SELECTED PASSAGE
# 🌾 Week 2: Descriptive Statistics and Central Tendencies
**PLS 120 - Applied Statistics in Agriculture**

**Binder Developer:** Mohammadreza Narimani  
**Lab Content Developer:** PLS 120 TAs  
**Date:** 2024-09-10

For this lab, we will be looking at descriptions of central tendencies. These are good ways of summarizing and inferring some basic information about the data that we have. There are lots of ways to calculate these in R, as well as provide lots of types of summaries of data.

## 📊 Loading the Iris Dataset

We'll start by loading the iris dataset and examining it using the `View()` function.

**Expected Output:** The iris dataset will be loaded into memory and you can view it.

In [None]:
# Load the iris data set
data <- iris

# To examine data, you can use the View() function
# Note: View() opens in a separate window in RStudio, but in Jupyter we can use head() instead
head(data)

## 📈 Getting Data Summaries

Next, let's take a look at the data set and getting a summary. You can do this in a few different ways:

- The **`summary()`** function will give you the min, max, mean and median for each of the variables, or one if you choose to subset the data at all. You can also calculate all of these individually using their corresponding functions such as `min()`, `max()`, `mean()` and `median()`.

RECORDS

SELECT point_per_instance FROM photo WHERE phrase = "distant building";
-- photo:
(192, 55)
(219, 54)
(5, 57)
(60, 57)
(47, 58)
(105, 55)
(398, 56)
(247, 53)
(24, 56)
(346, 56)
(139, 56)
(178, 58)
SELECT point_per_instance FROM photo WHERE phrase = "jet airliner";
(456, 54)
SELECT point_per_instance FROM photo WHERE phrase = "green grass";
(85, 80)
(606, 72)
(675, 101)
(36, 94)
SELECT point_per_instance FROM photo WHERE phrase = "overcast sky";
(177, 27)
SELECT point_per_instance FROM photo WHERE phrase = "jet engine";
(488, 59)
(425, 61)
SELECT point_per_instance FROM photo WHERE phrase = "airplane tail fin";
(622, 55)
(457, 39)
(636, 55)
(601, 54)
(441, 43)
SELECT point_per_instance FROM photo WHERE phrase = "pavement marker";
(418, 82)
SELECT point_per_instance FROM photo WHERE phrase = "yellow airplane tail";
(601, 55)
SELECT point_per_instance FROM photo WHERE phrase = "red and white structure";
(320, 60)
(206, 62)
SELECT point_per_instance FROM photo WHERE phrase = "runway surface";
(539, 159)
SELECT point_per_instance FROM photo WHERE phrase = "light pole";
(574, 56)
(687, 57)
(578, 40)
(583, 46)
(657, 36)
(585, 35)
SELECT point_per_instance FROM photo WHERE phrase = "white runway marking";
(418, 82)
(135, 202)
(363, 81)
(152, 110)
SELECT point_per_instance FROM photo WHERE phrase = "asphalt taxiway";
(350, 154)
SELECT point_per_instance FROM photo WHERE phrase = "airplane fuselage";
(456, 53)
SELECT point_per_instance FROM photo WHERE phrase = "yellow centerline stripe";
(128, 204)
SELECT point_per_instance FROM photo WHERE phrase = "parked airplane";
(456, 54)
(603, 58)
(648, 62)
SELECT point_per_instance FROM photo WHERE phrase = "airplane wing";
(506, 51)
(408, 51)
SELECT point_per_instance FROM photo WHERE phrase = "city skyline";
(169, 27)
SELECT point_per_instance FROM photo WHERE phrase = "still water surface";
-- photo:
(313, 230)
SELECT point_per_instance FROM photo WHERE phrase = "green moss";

CHALLENGES
**1)** In the descriptive statistics lab, which function is used in Jupyter instead of View()?
**2)** Reproduce the stretch of the descriptive statistics lab from "# 🌾 Week 2: Descriptive" through "can view it.".

FINAL ANSWERS
**1)** head()

**2)**
# 🌾 Week 2: Descriptive Statistics and Central Tendencies
**PLS 120 - Applied Statistics in Agriculture**

**Binder Developer:** Mohammadreza Narimani  
**Lab Content Developer:** PLS 120 TAs  
**Date:** 2024-09-10

For this lab, we will be looking at descriptions of central tendencies. These are good ways of summarizing and inferring some basic information about the data that we have. There are lots of ways to calculate these in R, as well as provide lots of types of summaries of data.

## 📊 Loading the Iris Dataset

We'll start by loading the iris dataset and examining it using the `View()` function.

**Expected Output:** The iris dataset will be loaded into memory and you can view it.